* _Set task A_
Answer these questions about the article on Moe's Trading Post, one per line, marked (i), (ii) and (iii):
(i) How old is Di Sesso?
(ii) What did the goats eat off the wagons?
(iii) How old were Di Sesso and Sue when they met?
* _Set task B_
Resume the article on Moe's Trading Post after its final sentence and carry it further.

* _Selected passage_
Moe DiSesso trained Hollywood animal actors at his 3-acre ranch, which he called Moe's Trading Post, on The Old Road in the Newhall Pass.


Trading Post Offers More Than Just Bargains

SANTA CLARITA — Visitors to Moe Di Sesso's ranch can bid or barter for everything from handmade Native American crafts to used wet suits. Those with more serious business in mind can watch his pigs play the piano.

It's hard to tell if there are more antiques or animals on the three-acre Newhall ranch. Di Sesso, 70, opens the iron gates across his driveway on weekends, hoping to lure a few passing motorists into his tiny adobe trading post.

But most of his time is spent working as Hollywood's oldest active animal trainer.

The quick-witted New Jersey native says he grew up in the woods and made pets out of the wildlife there by studying their habits. In his 20s, he became a sign painter — even though he couldn't read or write at the time — and a rodeo trick rider, but training animals has always been his first love.

"I can train ants, or snakes or any damned thing," he says. "The whole thing is learning the behavior of the animal."

Di Sesso's ranch is a step back in time, reflecting his old-fashioned methods that are dying out for newer trends.

A covered wagon with an Indian mannequin inside rests at the entrance of his driveway, with a painted wood sign advertising "Moe's Trading Post" to the few passing motorists along the Old Road, which parallels the Golden State Freeway through the Newhall Pass.

The wagon became a landmark to thousands of commuters when the road suddenly turned into a major freeway detour after the Northridge earthquake, but Di Sesso says the notoriety hasn't brought him any new business.

"No, it hasn't, but now they all say, 'We've passed it many, many times,'" he says.

But Di Sesso says the small number of visitors to his store doesn't bother him — he opened it three years ago as a hobby.

Inside the ranch, a goat stands on the porch of the trading post nibbling away at a chair that has been passed down through five generations. Di Sesso's wife, Sue, shoos the animal away good-naturedly, seemingly less concerned about the condition of her great-great grandmother's chair than the fact that her husband sits there on weekends while waiting for visitors.

"We used to have canvas on the wagons, but the goats ate them," she says, gesturing at what used to be a couple of covered wagons inside the ranch. "(The canvases) were OK at first, but I guess as they got older they got more tender."

Di Sesso walks down a short hill from his home to the trading post, wearing three turquoise necklaces he made himself and a floral headband to hold back his long black-and-gray hair, which reaches halfway to his waist.

Casually dressed in a patterned white shirt, brown pants and a multicolored vest, he fits a common image of a Native American crafts vendor. But looking at his wrinkled, tanned face indicates there is more heritage there.

His father was Italian, Di Sesso explains. He thinks his mother was Native American, although she died when he was a child, and his stepmother was a Native American.

"I tell everyone I'm a Wopaho," he adds.

Di Sesso met his wife, Sue, when he was 39 and she 16, and they dated intermittently between his three marriages and her two. They finally married each other three years ago.

"Animals made me money and my wives hated it," Di Sesso says. "I built this big, fancy compound and they wanted me to build a big, fancy house."

* _Provided material_
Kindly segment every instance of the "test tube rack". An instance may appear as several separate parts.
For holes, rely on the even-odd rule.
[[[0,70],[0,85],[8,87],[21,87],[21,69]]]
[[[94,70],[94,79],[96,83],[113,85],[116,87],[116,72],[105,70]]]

* _Task response A_
(i) He is 70.
(ii) They ate the canvas.
(iii) He was 39 and she was 16.

* _Task response B_
Sue Di Sesso is no stranger to animals or movie work. She doubled for Sharon Stone "before she became famous" to handle the animal work in the 1989 movie "Scissors." She says moving to the ranch was second nature.

"I've always been around animals," she says. "It just didn't seem odd to me at all."

The inside of the trading post is filled mostly with what visitors would expect: jewelry, feathers, pipes, dream catchers and other Native American crafts. Many items are authentic to tradition, but a few pieces are accented with bright colors and other touches never seen in the Old West.

"I have to make stuff that sells," Di Sesso admits.

A second glance inside the trading post reveals a bizarre assortment of collectibles such as old record albums, aging kitchen utensils, a punching bag and a rubber alligator.

"I think that one's a buck and a half," Sue Di Sesso says, pointing to the alligator and looking questioningly at her husband. "It was probably one of our props."

All purchases are cash only, but Moe's is one of the few trading posts left where bartering is still allowed.

"We have people trade jackets for vests and some fur pieces were traded in for necklaces," Sue Di Sesso says. "One woman traded a decorated cow's head for a spear."

The more discerning might notice a glass case near the front door where several museum-quality pieces are stored, such as a hatchet used by Running Bear, an early-19th-Century Native American chief. Moe Di Sesso says the hatchet is probably worth about $3,000, but none of the items in the case are for sale.


Moe DiSesso, 83, animal trainer

Animal trainer Moe DiSesso, who trained such notable animal stars as Ben the rat and "Annie's" dog Sandy, died July 2 in Newhall, Calif. He was 83.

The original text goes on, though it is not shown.